▶ [Selected extract]
69th IATA AGM
PROFITS ON THE RISE
But airlines still only earn about $4 per passenger, less than the cost of a sandwich in most places, says IATA chief Tony Tyler.
July 1st 2013
It was Singapore Airlines (SIA) chief executive, Goh Choon Phong, who spelled it out for the heads of the world’s airlines at their annual talkfest in South Africa last month. His message: forget about a level playing field, accept the situation and get on with it. Read More »
'Is there any industry that really has a level playing field? The answer is no. It is about how individual carriers react to that market and that environment' |
Goh Choon Phong Chief Executive Singapore Airlines |
“We have to ask ourselves, is there any industry that really has a level playing field? The answer is no. The important thing is recognizing the industry is such and then it is about how individual carriers react to that market and that environment,” he said.
It was a view supported by Emirates Airline president, Tim Clark, who told delegates: “However hard we talk here about level playing fields, you will never get it so long as governments think differently about how aviation sits in their various economies.”
They were speaking during a chief executive insight panel after the heads of two big U.S. carriers, American Airlines’ Tom Horton and Delta Air Lines’ Richard Anderson, bemoaned the fact the U.S. does not have a national aviation policy.
“Other governments take a different view,” said Clark. “They recognize the quality of the business that the aviation sector provides, support it and have a formal policy that allows them to maximize the opportunities.
“But even in the developed world there are governments that do not share that view. They do not support their own carriers, whether they be government-owned carriers or in the private sector.
“They should recognize the criticality of what they are doing to the economies in which they sit. It’s a complete mystery to me why you cannot get the political classes to understand the criticality of that. That, in itself, creates a level playing field of some strange dimension.”
Willie Walsh, head of IAG (International Airline Group), owner of British Airways and Iberia, added the airline industry was not perfect. “[Goh] Choon Pong said it very well. You have to play the game by the rules that are presented to you. We can bitch and moan about the rules, but you just have to get on with it.”
Despite the challenge of an operating environment that varies worldwide, not only in a regulatory sense, but from widely varying economic circumstances, the world’s airlines were surprisingly upbeat in Cape Town.
'My view is that oil prices will continue to fall …. they will stabilize, hopefully, within the $80 to $100 range' |
Tim Clark President Emirates Airline |
They heard from IATA director general and CEO, Tony Tyler, that the industry is looking up after three years of depression.

▶ [Problem 1]
From the article on the 69th IATA annual meeting, transcribe the passage from "It was a view" up to and including "maximize the opportunities.".
▶ [Problem 2]
According to the article on the 69th IATA annual meeting, which two airlines does IAG own?
▶ [Problem 3]
Resume the article on the 69th IATA annual meeting, starting after its final sentence.

▶ [Extracted information]

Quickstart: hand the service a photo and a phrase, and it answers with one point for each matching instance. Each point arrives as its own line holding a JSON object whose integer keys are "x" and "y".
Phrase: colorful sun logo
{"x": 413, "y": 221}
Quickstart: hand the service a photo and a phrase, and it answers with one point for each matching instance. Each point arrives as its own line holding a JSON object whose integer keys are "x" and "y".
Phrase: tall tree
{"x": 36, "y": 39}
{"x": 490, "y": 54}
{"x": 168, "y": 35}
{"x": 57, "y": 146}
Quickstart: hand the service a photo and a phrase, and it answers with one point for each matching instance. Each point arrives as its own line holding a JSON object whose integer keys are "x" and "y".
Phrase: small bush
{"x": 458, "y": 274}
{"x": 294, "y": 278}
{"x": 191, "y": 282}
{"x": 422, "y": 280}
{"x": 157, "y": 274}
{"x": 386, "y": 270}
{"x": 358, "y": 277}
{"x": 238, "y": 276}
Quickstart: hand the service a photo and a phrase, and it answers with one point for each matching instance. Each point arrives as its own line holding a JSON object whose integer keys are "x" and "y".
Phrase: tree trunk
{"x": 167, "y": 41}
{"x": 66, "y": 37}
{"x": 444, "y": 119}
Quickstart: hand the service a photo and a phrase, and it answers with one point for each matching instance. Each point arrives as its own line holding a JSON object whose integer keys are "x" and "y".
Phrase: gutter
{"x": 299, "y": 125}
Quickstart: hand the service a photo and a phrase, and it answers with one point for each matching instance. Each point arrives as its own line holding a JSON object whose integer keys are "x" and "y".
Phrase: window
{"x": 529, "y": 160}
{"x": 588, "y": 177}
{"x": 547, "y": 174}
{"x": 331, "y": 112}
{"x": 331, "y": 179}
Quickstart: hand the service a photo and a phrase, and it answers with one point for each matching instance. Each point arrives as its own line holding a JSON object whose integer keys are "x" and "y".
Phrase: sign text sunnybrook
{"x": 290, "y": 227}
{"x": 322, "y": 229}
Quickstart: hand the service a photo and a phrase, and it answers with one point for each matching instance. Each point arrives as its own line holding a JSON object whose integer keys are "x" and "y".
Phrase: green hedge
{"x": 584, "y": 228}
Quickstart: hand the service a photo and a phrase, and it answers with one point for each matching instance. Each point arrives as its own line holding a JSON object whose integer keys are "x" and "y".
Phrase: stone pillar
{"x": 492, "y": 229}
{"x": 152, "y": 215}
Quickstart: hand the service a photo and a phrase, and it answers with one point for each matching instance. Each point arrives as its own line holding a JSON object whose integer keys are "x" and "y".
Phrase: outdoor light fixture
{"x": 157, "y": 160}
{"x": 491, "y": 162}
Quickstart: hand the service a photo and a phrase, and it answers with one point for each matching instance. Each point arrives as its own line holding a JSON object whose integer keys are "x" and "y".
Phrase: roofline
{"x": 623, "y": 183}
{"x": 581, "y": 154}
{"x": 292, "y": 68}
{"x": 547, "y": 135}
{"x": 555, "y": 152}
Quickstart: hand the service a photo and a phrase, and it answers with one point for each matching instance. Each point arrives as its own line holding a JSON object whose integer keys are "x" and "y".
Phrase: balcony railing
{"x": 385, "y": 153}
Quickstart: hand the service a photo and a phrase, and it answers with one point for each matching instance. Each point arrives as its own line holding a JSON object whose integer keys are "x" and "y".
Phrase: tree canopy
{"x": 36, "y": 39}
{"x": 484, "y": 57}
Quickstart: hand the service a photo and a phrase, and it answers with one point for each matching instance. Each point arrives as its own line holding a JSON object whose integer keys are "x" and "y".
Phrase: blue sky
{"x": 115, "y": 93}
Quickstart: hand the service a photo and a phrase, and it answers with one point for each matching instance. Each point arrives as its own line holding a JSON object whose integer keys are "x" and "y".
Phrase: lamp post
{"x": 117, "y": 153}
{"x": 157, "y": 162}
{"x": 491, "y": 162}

▶ [Task output 1]
It was a view supported by Emirates Airline president, Tim Clark, who told delegates: “However hard we talk here about level playing fields, you will never get it so long as governments think differently about how aviation sits in their various economies.”
They were speaking during a chief executive insight panel after the heads of two big U.S. carriers, American Airlines’ Tom Horton and Delta Air Lines’ Richard Anderson, bemoaned the fact the U.S. does not have a national aviation policy.
“Other governments take a different view,” said Clark. “They recognize the quality of the business that the aviation sector provides, support it and have a formal policy that allows them to maximize the opportunities.

▶ [Task output 2]
British Airways and Iberia.

▶ [Task output 3]
Global carriers, he said, should post combined profits of $12.7 billion this year, up from a previous forecast $10.6 billion forecast three months ago. The improvement was a result of lower oil prices and belt-tightening. This is 67% better than last year’s $7.6 billion profit.
Tyler said record passenger numbers and growth in ancillary revenue were the two key reasons for the improved profitability. Ancillary revenue would rise to $36 billion, or 5% of total turnover, as airlines unbundle more services from base fares and charge for additional services, such as meals, extra baggage and seats.
Carriers are expected to fill 80.3% of their seats and carry an unprecedented 3.13 billion passengers this year, up from 79.2% and 2.98 billion, respectively, last year, as operational changes and better capacity management filter through the industry.
However, margins remained weak amid Europe’s continuing debt crisis. Even with the improved outlook, the industry’s earnings will equal just 1.8% of its $711 billion in revenue, well below the profitability high (for the past decade) of 3.3% set in 2010.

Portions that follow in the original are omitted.